Get all your news in one place.
100’s of premium titles.
One app.
Start reading
The Guardian - UK
The Guardian - UK
Sport
Jamie Jackson at the Etihad Stadium

Haaland hat-trick sees off Wolves as Manchester City keep Arsenal in sights

The hat-trick man is back – if he was ever away. Erling Haaland’s fourth Premier League treble swept him to 25 competition goals, 31 in all, and may signal Manchester City are again the slick winning machine Pep Guardiola wants them to be.

The victory took the champions to two points behind Arsenal before Manchester United’s arrival for Sunday afternoon’s late match. Haaland, as he does, made scoring appear child’s play – his goals all came in a 17-minute exhibition – and so Guardiola, for today at least, was pleased with the response to the scattergun call to arms that came after Thursday’s victory over Tottenham.

Then, Guardiola had branded City a “happy flowers team” so he was asked if they remained so. “Still is just one game,” he said. “It is just one game, we will see in the future. The way we played was quite similar to the first half where we were losing 2-0 to Spurs, our football was really really good but it was 2-0 today: we improve but we will see what happens in the next games, I will see.”

Of Haaland, Guardiola said: “He has to get the balls being delivered into him as much as possible, we have fantastic players around him but the first goal is because he is there and the ball from Kevin [De Bruyne] is fantastic. He lives 24 hours for his job, his profession, his love. He does not stress much when it is going good or bad. The numbers are incredible but the reality is still we are a bit behind Arsenal.”

Julen Lopetegui had instructed his players to flood the champions near Ederson’s goal when in possession. The problem was City are the ball-hoggers supreme so the other tactic was more rudimentary: strong-arm them, as when Max Kilman crashed into Ilkay Gündogan (earning the defender a yellow card) and Hwang Hee-chan shoved aside Rico Lewis, after which Mario Lemina entered David Coote’s book for protesting the free-kick. Next, to make it three cautions in 13 minutes, Lopetegui’s name was written down by the referee for his furious reaction.

Information supplied »

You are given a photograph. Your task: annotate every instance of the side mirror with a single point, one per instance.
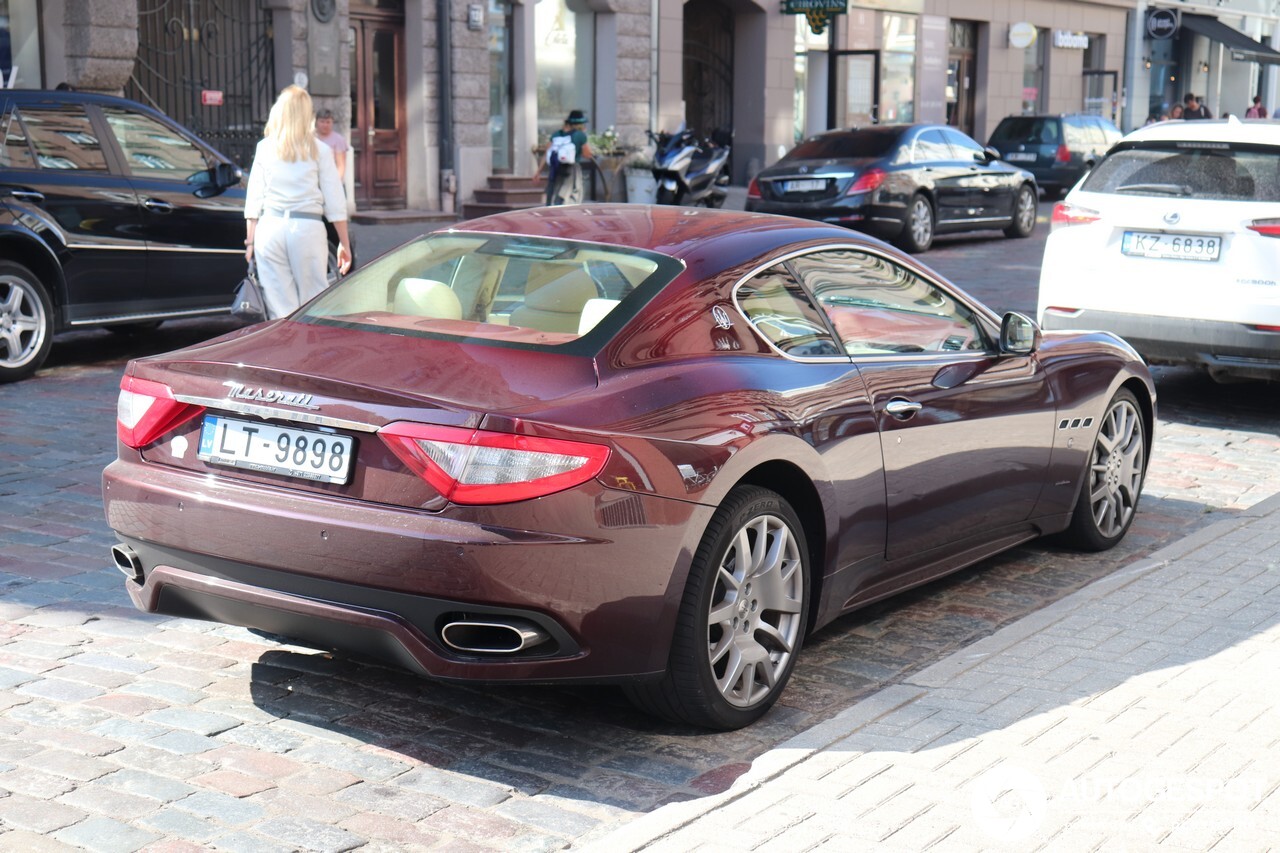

The problem » According to the report on Manchester City's win over Wolves, why did Wolves fall back on the "more rudimentary" tactic of strong-arming City? Answer in one to three sentences.

Answer for the task » Lopetegui had told his players to flood the area near Ederson's goal when they had the ball. City are "the ball-hoggers supreme," so Wolves seldom had possession. That left physical pressure as their other option.